━━━━━ Document passage

Yorkshire is drained by several rivers. In western and central Yorkshire, the many rivers empty their waters into the River Ouse, which reaches the North Sea via the Humber Estuary. The most northerly of the rivers in the Ouse system is the River Swale, which drains Swaledale before passing through Richmond and meandering across the Vale of Mowbray.

Next in the Ouse system, draining in Wensleydale, is the River Ure, which joins the Swale east of Boroughbridge. The River Nidd rises on the edge of the Yorkshire Dales National Park and flows along Nidderdale before reaching the Vale of York.

The Ouse is the name given to the river after its confluence with the Ure at Ouse Gill Beck. The River Wharfe, which drains Wharfedale, joins the Ouse upstream of Cawood. The Rivers Aire and Calder are more southerly contributors to the River Ouse. The most southerly Yorkshire tributary is the River Don, which flows northwards to join the main river at Goole.

The River Derwent rises on the North York Moors, flows south then westwards through the Vale of Pickering, then turns south again to drain the eastern part of the Vale of York. It empties into the River Ouse at Barmby on the Marsh.

━━━━━━━━━━
━━━━━ Data provided

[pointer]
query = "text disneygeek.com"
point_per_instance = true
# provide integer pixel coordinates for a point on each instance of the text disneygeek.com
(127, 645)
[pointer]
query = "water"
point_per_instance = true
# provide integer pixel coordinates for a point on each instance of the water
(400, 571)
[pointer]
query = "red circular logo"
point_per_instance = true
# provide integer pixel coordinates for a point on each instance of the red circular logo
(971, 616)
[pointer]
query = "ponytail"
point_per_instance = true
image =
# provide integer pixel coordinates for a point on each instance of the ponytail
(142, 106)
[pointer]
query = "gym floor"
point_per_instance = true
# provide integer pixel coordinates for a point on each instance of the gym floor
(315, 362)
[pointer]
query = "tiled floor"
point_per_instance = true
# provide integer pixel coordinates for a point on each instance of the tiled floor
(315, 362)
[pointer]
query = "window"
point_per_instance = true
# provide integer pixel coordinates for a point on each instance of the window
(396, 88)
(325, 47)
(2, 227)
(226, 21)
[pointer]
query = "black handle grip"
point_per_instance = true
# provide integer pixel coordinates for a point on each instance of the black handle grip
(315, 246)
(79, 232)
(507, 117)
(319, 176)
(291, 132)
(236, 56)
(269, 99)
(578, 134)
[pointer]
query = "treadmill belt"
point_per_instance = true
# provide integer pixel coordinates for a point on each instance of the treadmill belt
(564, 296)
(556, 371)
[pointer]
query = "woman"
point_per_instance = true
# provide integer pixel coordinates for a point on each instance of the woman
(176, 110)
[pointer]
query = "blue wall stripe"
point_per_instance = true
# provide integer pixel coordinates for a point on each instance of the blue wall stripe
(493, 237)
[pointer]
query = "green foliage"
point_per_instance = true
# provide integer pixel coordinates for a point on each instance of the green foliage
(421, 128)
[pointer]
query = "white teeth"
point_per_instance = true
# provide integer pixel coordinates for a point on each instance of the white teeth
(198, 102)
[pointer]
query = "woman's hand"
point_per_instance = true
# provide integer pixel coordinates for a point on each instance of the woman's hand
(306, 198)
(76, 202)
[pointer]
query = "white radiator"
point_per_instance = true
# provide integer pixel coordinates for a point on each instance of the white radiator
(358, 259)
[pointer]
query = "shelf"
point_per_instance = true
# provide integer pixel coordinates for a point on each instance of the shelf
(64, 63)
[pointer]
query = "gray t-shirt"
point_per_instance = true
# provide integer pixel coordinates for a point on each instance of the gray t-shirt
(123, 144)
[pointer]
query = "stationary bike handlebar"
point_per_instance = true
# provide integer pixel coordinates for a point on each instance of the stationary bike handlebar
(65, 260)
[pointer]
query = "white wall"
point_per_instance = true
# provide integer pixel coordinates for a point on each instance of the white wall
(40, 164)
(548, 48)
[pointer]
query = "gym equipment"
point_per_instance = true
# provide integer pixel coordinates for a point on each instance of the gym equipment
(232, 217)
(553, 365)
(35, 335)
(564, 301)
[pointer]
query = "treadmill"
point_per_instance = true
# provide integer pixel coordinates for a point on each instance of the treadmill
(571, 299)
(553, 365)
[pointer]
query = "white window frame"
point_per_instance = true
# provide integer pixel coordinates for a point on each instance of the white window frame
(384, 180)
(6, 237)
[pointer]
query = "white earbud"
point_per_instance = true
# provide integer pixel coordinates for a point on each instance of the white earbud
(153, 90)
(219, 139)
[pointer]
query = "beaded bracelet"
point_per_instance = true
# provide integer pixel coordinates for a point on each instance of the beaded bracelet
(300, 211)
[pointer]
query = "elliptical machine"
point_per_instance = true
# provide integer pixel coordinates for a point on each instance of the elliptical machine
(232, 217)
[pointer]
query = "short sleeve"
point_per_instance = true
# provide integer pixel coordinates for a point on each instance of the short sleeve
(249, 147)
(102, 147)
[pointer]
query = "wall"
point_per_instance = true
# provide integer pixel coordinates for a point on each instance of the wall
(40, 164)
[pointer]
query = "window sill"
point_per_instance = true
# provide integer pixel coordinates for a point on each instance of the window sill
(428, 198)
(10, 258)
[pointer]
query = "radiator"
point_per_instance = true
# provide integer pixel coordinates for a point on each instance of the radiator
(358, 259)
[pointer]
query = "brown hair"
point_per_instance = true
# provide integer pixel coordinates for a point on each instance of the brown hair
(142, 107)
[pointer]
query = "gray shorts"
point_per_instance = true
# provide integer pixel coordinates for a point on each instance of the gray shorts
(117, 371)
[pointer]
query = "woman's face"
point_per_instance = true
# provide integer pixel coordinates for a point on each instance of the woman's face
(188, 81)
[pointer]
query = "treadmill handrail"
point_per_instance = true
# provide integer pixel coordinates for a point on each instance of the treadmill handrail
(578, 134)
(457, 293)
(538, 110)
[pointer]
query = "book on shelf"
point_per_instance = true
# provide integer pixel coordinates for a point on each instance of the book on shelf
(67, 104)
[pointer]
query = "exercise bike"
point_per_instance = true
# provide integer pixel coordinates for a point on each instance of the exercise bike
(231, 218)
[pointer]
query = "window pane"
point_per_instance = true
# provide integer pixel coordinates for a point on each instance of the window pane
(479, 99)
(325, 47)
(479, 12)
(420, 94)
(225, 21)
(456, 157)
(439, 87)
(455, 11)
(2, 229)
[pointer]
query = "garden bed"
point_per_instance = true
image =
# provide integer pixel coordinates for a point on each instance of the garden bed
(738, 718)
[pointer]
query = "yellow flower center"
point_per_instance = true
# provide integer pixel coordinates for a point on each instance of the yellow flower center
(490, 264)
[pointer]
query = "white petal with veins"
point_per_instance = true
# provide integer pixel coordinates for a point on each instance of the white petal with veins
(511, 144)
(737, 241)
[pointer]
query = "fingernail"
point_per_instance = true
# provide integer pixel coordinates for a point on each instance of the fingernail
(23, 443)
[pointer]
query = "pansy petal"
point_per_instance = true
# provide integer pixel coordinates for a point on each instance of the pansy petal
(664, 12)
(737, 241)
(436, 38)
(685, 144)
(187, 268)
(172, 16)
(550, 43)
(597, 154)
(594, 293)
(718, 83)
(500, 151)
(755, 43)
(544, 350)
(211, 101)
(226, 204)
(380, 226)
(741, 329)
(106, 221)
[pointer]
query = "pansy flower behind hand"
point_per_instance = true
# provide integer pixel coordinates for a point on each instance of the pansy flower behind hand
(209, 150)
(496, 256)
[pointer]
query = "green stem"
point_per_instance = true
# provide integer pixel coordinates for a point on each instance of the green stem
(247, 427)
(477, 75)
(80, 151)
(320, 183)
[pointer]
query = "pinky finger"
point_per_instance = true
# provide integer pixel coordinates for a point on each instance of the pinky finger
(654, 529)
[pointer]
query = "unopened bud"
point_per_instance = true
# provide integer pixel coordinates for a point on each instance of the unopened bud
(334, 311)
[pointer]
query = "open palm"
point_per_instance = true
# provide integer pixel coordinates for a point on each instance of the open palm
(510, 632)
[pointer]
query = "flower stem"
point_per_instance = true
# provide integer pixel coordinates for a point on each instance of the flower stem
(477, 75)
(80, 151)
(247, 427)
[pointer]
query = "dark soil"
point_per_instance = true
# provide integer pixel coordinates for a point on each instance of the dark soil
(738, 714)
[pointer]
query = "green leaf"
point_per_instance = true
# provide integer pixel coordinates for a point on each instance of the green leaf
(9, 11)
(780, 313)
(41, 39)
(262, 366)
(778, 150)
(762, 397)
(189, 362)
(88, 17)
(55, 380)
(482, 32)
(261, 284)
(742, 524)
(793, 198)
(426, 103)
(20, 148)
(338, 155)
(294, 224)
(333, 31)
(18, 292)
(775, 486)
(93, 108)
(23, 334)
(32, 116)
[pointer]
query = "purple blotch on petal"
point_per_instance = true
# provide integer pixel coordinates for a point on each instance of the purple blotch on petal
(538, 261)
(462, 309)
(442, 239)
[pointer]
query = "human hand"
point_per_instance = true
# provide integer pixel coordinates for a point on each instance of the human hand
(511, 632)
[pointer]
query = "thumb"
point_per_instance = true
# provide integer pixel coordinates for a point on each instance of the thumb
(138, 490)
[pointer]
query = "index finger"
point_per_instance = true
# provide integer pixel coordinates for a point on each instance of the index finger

━━━━━━━━━━

Work order
Please list every vale named in the passage on Yorkshire's rivers. The records were taken from another source.

Reply to the exercise
- Vale of Mowbray
- Vale of York
- Vale of Pickering